Only one number is wanted: the count of lines in the records below that hold the word "wearing".

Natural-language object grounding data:
++++
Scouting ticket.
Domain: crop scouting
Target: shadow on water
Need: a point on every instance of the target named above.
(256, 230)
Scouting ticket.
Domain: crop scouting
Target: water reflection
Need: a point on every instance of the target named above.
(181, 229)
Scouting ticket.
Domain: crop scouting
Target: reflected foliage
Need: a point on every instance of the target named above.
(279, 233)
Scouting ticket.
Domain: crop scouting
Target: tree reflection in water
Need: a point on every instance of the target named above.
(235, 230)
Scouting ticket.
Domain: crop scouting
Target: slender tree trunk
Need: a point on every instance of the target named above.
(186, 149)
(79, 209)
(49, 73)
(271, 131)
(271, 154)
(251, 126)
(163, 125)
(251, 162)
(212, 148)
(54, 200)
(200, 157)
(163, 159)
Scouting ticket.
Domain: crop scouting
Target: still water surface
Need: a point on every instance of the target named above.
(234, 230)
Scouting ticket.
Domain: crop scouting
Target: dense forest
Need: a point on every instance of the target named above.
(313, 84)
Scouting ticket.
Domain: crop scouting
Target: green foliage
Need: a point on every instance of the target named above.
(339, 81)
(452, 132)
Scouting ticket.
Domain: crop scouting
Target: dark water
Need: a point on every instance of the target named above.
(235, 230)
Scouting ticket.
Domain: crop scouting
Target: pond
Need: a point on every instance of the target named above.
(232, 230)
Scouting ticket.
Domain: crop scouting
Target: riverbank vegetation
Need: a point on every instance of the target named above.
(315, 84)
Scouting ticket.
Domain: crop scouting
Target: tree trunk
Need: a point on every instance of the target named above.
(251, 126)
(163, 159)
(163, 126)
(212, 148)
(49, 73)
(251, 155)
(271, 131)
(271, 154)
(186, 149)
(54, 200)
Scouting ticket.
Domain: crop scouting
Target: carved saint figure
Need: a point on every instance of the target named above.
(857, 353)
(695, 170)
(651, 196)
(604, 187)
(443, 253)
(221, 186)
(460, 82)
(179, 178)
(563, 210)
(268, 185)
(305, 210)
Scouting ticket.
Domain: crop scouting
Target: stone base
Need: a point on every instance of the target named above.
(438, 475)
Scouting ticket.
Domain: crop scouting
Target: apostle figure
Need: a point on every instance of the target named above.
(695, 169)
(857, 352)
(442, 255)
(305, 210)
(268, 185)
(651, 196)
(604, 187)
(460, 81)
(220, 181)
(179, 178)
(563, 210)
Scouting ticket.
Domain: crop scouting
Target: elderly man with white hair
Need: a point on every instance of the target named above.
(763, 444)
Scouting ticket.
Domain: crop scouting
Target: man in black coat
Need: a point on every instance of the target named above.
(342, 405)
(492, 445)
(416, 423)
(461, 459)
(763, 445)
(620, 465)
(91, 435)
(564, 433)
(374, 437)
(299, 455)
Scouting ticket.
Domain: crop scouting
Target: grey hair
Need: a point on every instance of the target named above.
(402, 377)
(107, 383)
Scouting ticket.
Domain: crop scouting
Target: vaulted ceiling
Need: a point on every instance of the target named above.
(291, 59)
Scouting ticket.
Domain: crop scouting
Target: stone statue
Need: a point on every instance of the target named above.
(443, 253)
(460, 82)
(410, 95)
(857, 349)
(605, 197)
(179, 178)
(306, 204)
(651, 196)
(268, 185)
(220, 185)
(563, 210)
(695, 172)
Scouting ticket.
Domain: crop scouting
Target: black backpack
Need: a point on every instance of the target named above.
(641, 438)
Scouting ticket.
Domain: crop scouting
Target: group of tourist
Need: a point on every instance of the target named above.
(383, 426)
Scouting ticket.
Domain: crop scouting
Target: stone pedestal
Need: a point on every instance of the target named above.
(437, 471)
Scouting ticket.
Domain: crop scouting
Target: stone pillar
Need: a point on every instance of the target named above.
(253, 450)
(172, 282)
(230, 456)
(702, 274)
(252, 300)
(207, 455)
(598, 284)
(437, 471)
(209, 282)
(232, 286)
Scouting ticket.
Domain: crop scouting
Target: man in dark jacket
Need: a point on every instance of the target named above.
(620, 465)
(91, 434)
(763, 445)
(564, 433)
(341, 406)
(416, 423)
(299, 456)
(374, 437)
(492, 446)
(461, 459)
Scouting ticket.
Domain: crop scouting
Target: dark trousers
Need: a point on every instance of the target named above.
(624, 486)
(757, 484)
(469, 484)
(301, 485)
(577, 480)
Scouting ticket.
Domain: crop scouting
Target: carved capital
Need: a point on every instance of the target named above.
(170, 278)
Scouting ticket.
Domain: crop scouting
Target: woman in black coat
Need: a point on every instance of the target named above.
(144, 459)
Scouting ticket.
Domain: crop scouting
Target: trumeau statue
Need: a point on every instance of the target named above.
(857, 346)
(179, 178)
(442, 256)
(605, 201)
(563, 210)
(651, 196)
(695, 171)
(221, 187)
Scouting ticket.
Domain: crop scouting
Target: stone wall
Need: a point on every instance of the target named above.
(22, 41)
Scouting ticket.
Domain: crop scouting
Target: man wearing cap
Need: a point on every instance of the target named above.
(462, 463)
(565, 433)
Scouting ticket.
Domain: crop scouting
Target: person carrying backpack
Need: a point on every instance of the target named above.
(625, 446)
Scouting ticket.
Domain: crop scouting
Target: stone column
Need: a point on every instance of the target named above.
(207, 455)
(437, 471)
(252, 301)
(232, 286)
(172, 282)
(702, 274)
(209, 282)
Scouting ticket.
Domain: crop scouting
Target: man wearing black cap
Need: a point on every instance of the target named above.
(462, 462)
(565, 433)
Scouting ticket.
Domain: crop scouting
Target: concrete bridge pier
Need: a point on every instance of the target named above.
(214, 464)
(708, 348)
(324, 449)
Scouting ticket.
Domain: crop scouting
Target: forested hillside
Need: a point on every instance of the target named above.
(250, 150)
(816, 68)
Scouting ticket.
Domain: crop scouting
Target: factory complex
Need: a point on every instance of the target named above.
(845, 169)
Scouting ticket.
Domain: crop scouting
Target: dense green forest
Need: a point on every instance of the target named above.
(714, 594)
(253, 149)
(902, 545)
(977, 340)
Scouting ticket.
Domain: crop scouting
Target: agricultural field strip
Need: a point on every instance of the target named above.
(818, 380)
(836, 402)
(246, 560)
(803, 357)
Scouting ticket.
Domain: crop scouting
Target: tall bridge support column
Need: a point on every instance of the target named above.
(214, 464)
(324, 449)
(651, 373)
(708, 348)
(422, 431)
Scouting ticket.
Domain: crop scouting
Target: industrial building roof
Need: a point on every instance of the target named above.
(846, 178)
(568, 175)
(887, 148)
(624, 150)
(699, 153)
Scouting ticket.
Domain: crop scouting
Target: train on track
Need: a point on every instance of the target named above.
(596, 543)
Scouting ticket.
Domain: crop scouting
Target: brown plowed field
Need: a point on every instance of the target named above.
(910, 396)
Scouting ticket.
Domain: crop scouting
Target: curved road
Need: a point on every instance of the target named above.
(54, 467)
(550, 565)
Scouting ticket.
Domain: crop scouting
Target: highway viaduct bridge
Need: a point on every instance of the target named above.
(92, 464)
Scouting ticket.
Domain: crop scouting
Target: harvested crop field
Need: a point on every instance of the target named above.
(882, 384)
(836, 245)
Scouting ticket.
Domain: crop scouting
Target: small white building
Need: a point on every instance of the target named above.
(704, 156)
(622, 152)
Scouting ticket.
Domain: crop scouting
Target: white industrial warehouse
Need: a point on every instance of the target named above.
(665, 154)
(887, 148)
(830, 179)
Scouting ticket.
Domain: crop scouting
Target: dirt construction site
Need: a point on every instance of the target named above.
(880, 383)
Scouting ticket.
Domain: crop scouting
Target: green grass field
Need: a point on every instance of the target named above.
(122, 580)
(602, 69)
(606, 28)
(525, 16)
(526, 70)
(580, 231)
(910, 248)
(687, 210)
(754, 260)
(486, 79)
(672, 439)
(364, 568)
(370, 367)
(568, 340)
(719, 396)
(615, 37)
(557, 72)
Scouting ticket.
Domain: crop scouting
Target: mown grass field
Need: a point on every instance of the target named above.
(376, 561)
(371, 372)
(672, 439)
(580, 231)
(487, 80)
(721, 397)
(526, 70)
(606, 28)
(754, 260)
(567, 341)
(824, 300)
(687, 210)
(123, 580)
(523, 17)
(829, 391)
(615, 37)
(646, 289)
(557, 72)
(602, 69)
++++
TASK ANSWER: 2